─── GIVEN DATA

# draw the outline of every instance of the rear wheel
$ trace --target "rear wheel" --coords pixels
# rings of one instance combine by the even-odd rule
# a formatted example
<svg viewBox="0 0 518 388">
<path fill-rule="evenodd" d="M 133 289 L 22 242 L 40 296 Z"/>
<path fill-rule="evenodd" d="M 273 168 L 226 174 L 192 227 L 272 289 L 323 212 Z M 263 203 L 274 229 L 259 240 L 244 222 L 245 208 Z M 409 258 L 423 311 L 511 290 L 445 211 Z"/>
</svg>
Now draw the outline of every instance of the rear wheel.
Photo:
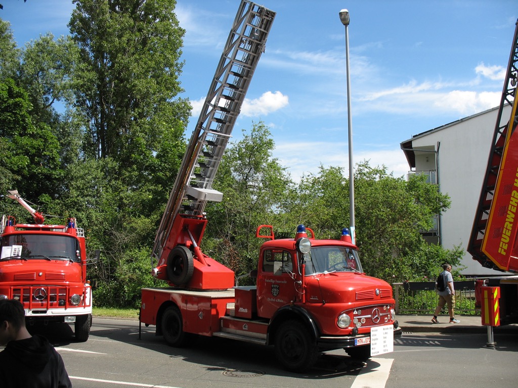
<svg viewBox="0 0 518 388">
<path fill-rule="evenodd" d="M 319 352 L 314 339 L 299 321 L 282 323 L 275 335 L 275 354 L 286 369 L 301 372 L 316 362 Z"/>
<path fill-rule="evenodd" d="M 92 326 L 92 315 L 78 315 L 76 317 L 74 331 L 76 339 L 79 342 L 85 342 L 90 335 Z"/>
<path fill-rule="evenodd" d="M 192 252 L 183 245 L 175 247 L 167 258 L 167 278 L 177 286 L 189 282 L 194 271 L 194 259 Z"/>
<path fill-rule="evenodd" d="M 176 306 L 168 307 L 164 312 L 162 329 L 166 342 L 170 346 L 185 346 L 193 337 L 192 334 L 183 331 L 182 313 Z"/>
</svg>

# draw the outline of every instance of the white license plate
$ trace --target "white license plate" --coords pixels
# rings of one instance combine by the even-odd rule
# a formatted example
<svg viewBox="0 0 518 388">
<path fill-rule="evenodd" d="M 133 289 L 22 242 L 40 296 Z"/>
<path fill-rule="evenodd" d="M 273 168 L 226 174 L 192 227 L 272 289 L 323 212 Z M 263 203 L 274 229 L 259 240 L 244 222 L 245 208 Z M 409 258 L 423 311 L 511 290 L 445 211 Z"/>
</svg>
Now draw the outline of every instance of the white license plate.
<svg viewBox="0 0 518 388">
<path fill-rule="evenodd" d="M 358 345 L 366 345 L 370 344 L 370 337 L 364 337 L 362 338 L 354 338 L 354 346 Z"/>
</svg>

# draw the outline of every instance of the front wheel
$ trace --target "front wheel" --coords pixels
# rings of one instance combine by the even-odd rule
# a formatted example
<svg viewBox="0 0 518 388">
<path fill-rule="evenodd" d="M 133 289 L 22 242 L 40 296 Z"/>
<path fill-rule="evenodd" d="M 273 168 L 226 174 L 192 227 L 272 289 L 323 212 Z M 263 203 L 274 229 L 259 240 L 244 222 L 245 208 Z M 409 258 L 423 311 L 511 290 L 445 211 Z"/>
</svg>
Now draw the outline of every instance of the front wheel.
<svg viewBox="0 0 518 388">
<path fill-rule="evenodd" d="M 299 321 L 282 323 L 275 335 L 275 355 L 288 370 L 302 372 L 312 367 L 319 352 L 314 339 Z"/>
<path fill-rule="evenodd" d="M 176 306 L 168 307 L 162 319 L 162 333 L 167 345 L 181 348 L 192 338 L 193 335 L 183 331 L 182 313 Z"/>
<path fill-rule="evenodd" d="M 79 342 L 86 342 L 90 335 L 92 326 L 92 315 L 78 315 L 76 317 L 74 331 L 76 339 Z"/>
</svg>

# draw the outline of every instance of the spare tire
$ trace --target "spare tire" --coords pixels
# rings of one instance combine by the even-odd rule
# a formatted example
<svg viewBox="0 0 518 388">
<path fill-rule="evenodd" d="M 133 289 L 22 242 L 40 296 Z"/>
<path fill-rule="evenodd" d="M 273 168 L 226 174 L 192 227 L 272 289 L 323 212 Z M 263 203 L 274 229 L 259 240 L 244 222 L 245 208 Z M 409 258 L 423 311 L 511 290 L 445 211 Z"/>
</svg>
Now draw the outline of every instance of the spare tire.
<svg viewBox="0 0 518 388">
<path fill-rule="evenodd" d="M 177 286 L 184 286 L 193 277 L 194 260 L 192 252 L 183 245 L 178 245 L 167 258 L 167 279 Z"/>
</svg>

──────

DO THIS — Which lines in the records above contain the string "white"? Pick out each one and copy it in full, treating uppercase and lowercase letters as different.

SOLUTION —
# draw the outline of every instance of the white license plate
$ trace --target "white license plate" --coords pixels
Now draw the outline of every instance of the white license plate.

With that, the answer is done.